- _Task objective_
In the machine learning notes, what effect does L1 (Lasso) regularization have on model weights?

Condition	Bias	Variance	Problem	Fix
Underfitting	High	Low	Model too simple; misses patterns	Add features; increase model complexity
Overfitting	Low	High	Model memorizes noise; fails on new data	Regularization; more data; simpler model
Good Fit	Low	Low	Generalizes well to unseen data	—

Regularization Techniques

Technique	Mechanism	Effect
L1 (Lasso)	Adds absolute value of weights to loss	Drives some weights to zero; performs feature selection
L2 (Ridge)	Adds squared weights to loss	Shrinks all weights; no feature elimination
Dropout	Randomly deactivates neurons during training	Prevents co-adaptation in deep networks
Early Stopping	Halts training when validation loss stops improving	Avoids over-training without modifying the architecture

4.2 Hyperparameters vs. Parameters

Key Concept: Parameters are learned automatically by the optimizer during training. Hyperparameters are set by the practitioner before training begins and control how learning happens.

Property	Parameters	Hyperparameters
Who sets them	Optimizer (automatic)	Data scientist (manual)
Examples	Weights, biases	Learning rate, number of layers, batch size
When determined	During training	Before training begins

Hyperparameter Tuning Methods

Method	Description	Speed
Grid Search	Exhaustively tries every combination	Slow
Random Search	Randomly samples combinations	Medium
Bayesian Optimization	Uses prior results to guide the next trial	Fast
SageMaker Automatic Model Tuning	Managed Bayesian optimization	Fast

5. Data Fundamentals for ML

5.1 Data Types and Quality

Data Type	Description	Examples
Structured	Fixed rows and columns with a defined schema	CSV files, relational databases
Unstructured	No predefined format or schema	Images, audio, video, raw text
Semi-structured	Partial structure without a rigid schema	JSON, XML, application log files
Time Series	Sequential observations indexed by time	Stock prices, IoT sensor readings

Data Quality Dimensions

Dimension	Definition
Accuracy	Data correctly reflects real-world values.

- _Saved entries_
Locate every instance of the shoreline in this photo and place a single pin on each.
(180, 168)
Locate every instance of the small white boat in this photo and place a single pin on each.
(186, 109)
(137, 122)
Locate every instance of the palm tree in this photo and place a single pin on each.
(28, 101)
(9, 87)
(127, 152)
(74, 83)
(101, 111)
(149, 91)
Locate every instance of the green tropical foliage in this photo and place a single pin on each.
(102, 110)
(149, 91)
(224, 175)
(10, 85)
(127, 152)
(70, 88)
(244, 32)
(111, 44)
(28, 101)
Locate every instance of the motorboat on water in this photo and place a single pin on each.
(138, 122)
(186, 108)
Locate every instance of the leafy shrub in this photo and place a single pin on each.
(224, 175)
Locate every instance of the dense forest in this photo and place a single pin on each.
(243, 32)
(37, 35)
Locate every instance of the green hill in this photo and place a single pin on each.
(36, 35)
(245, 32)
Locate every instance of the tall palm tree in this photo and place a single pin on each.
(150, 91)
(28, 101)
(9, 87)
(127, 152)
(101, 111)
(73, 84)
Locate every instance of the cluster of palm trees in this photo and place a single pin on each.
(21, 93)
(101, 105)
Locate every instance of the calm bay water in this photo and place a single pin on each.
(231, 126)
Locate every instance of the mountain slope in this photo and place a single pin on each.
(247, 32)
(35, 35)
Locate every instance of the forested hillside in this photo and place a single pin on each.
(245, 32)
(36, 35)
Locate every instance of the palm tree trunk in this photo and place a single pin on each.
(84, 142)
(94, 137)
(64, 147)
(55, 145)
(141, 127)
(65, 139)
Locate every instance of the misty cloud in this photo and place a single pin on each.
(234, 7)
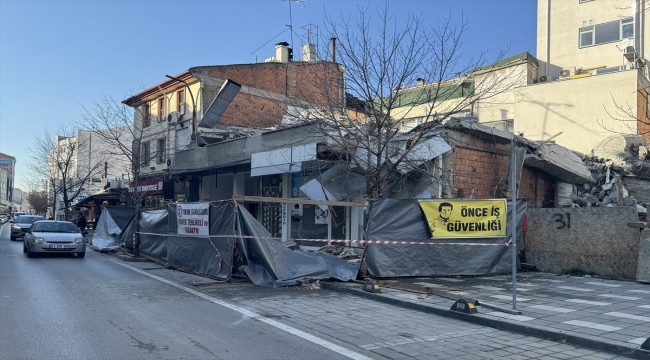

- _Result of the exercise_
It drives some weights to zero, which performs feature selection.